Задания
a. Кем, помимо свидетеля, выступает повествователь согласно тексту об употреблении числительного «первую»?
b. Напишите продолжение текста об употреблении числительного «первую», начиная после его последнего предложения.

Исходный текст
Часть 3. Нумерация: «первую»
Употребление порядкового числительного «первую» в контексте фразы о странности вносит в повествование мощный элемент системности, упорядоченности и предопределённости. Странность не представлена здесь как некий единичный, случайный курьёз, досадное недоразумение или локальная аномалия, а как начало некоего ряда, серии, последовательности. Это сразу же создаёт у читателя устойчивое ожидание продолжения, развития, нарастания аномального элемента. Сама нумерация придаёт хаотичному, по определению, и иррациональному явлению видимость порядка, почти научной классификации. Возникает ощущение, что странности следуют некой, пока ещё неясной читателю, но, вероятно, известной повествователю внутренней логике или плану. Повествователь выступает здесь не только как свидетель, но и как таксономист, каталогизатор нарушений реальности, который аккуратно расставляет их по полочкам с ярлыками «№1», «№2» и так далее. Этот приём необычайно важен для создания особой атмосферы главы, где даже хаос подчинён некоей высшей, пусть и дьявольской, систематике.

Данные для привязки референциальных выражений:
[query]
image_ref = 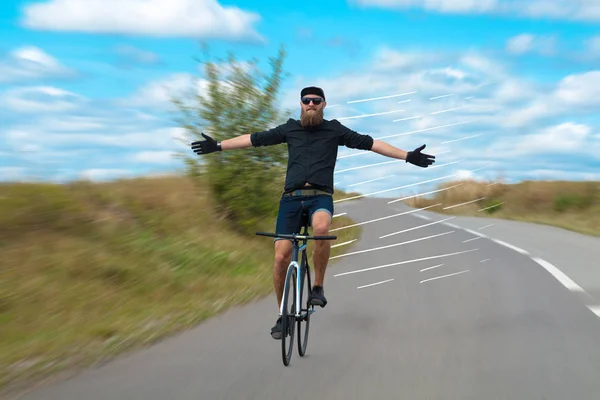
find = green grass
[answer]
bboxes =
[0,177,361,396]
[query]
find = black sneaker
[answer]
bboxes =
[310,286,327,308]
[271,317,281,339]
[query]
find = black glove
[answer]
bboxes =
[192,133,223,155]
[406,145,435,168]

Ответы к заданиям
a. Таксономистом, каталогизатором нарушений реальности.

b.
Эффект каталогизации, создаваемый словом «первую», невольно сближает манеру повествования с языком научного отчёта, следственного протокола, бюрократической сводки или клинического описания. Впоследствии, на протяжении всего романа, Булгаков будет неоднократно и с блестящим сарказмом использовать подобные бюрократические формы для описания самых фантастических событий: сводки о внешности Воланда, протоколы допросов в психиатрической клинике, справки, акты и т.д. Нумерация первой странности оказывается пародийным предвосхищением, лёгкой стилизацией под этот всёпроникающий язык учёта и контроля. Необъяснимое, потустороннее явление описывается в категориях, присущих самой что ни на есть рациональной, бумажной реальности советских учреждений. Этот приём создаёт один из фирменных видов булгаковского гротеска, где абсурд облачается в строгую, даже педантичную форму системности, что лишь подчёркивает его глубинную, неустранимую природу. В мире, где всё должно быть учтено и пронумеровано, даже чёрт и его проделки получают свой порядковый номер.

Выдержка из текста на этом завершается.